Ärztekammer-Vertreterin: "Nicht nur verbrannte Erde hinterlassen"

Allgemeinmedizinerin Naghme Kamaleyan-Schmied, stv. Obfrau der Kurie der niedergelassenen Ärzte der Wiener Ärztekammer.
Naghme Kamaleyan-Schmied ist eine der wenigen Frauen an der Ärztekammer-Spitze. Wie sie über Personalnot und interne Konflikte denkt.

Naghme Kamaleyan-Schmied ist gegen mehr Studienplätze an den MedUnis und verteidigt den unter Beschuss geratenen Kammer-Präsidenten.


KURIER: In den vergangenen Tagen wurde leidenschaftlich darüber gestritten, ob es überhaupt einen Ärztemangel gibt. Orten Sie einen?

Naghme Kamaleyan-Schmied: Es gibt insgesamt genug Ärzte, aber nicht im solidarischen Gesundheitssystem. Es gibt einen Anstieg der Wahlärzte und einen Rückgang bei den Kassenärzten. Die Rahmenbedingungen in der Kassenmedizin sind so schlecht, dass die jungen Kollegen fünf Mal überlegen, ob sie sich das antun. Das beginnt mit der schlechten Honorierung und reicht bis zur Bürokratie.

Also braucht es keine Aufstockung der Studienplätze?

Nein. Wir würden damit nur eine künstliche Ärzteschwemme produzieren. Mit der Folge, dass dann die neu ausgebildeten Mediziner Tätigkeiten in der Pflege übernehmen müssen, weil auch dort zu wenig Personal ist. Gleichzeitig würden sich die Länder um uns herum freuen, wenn sie gratis ausgebildete Jungmediziner von uns bekommen.

Was muss sich dann im Kassensystem ändern, damit es attraktiver wird?

Das Honorar ist tatsächlich ein großer Punkt. Ich kann es als Kassenarzt ja nicht wie andere Selbstständige selbst anpassen, sondern bin an die Kassen gebunden. Meine Ausgaben für Personal und Materialien steigen inflationsbedingt aber sehr wohl an. Das heißt, ich biete viele Leistungen defizitär an, damit meinen Patienten keine zusätzlichen Wege entstehen.

■ Bereitgestellte Zeilen:
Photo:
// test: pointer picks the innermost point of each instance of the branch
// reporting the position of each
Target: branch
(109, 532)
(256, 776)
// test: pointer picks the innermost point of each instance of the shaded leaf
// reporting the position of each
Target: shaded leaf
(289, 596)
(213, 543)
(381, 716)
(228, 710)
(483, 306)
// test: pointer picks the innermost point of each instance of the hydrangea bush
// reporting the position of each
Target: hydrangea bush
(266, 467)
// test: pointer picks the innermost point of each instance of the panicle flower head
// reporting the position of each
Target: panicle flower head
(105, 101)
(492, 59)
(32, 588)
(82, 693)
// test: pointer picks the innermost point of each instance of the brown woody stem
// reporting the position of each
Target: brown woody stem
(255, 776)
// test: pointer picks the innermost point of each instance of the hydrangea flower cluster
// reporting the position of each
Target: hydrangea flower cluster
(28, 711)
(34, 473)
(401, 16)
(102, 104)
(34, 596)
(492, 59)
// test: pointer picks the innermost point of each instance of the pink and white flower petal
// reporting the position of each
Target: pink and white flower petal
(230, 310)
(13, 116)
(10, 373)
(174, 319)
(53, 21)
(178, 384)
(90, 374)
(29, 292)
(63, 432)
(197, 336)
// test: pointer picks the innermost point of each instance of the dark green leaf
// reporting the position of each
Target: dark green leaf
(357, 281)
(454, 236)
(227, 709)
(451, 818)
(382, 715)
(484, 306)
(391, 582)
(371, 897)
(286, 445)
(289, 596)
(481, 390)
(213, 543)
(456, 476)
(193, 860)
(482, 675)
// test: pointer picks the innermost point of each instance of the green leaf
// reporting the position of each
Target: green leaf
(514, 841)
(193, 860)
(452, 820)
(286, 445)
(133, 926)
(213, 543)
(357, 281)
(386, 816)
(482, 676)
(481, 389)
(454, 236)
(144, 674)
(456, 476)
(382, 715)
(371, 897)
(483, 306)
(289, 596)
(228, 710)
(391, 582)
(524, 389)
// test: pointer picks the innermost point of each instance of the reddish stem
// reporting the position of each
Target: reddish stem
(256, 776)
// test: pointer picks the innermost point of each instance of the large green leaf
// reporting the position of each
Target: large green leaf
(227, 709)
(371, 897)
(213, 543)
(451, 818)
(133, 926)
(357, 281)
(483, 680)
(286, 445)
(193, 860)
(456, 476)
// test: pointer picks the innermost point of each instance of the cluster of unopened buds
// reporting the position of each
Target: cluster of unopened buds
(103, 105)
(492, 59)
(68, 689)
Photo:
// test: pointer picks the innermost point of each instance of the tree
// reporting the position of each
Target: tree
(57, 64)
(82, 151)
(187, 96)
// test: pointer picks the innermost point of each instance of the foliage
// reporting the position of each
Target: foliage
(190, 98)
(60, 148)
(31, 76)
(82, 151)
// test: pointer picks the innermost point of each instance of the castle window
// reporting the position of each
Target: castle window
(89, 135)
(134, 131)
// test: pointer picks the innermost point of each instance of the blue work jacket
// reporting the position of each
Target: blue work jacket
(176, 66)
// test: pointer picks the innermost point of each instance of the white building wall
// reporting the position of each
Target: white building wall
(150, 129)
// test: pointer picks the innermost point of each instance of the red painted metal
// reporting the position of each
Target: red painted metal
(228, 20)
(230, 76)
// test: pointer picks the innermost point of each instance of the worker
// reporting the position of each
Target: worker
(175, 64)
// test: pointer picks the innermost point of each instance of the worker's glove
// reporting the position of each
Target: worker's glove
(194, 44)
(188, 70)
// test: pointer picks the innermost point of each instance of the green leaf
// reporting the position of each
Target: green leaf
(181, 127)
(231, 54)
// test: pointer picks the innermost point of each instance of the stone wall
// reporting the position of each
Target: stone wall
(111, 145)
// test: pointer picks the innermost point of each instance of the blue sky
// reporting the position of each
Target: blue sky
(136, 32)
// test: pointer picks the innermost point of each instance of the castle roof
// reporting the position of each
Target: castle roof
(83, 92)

■ Verständnis prüfen:
[1] Schreibe alle Sätze aus dem Interview mit der Ärztekammer-Vertreterin heraus, die mit einem Fragezeichen enden.
[2] Beantworte anhand des Interviews mit der Ärztekammer-Vertreterin folgende Punkte:
(a) Welche Funktion hat Naghme Kamaleyan-Schmied in der Wiener Ärztekammer?
(b) Bei welcher Gruppe von Ärzten gibt es laut ihr einen Anstieg und bei welcher einen Rückgang?
(c) Worüber würden sich laut ihr die Länder um uns herum freuen?

■ Lösungen unten:
[1]
- Orten Sie einen?
- Also braucht es keine Aufstockung der Studienplätze?
- Was muss sich dann im Kassensystem ändern, damit es attraktiver wird?

[2]
(a) Sie ist stellvertretende Obfrau der Kurie der niedergelassenen Ärzte.
(b) Bei den Wahlärzten gibt es einen Anstieg, bei den Kassenärzten einen Rückgang.
(c) Sie würden sich über gratis ausgebildete Jungmediziner aus Österreich freuen.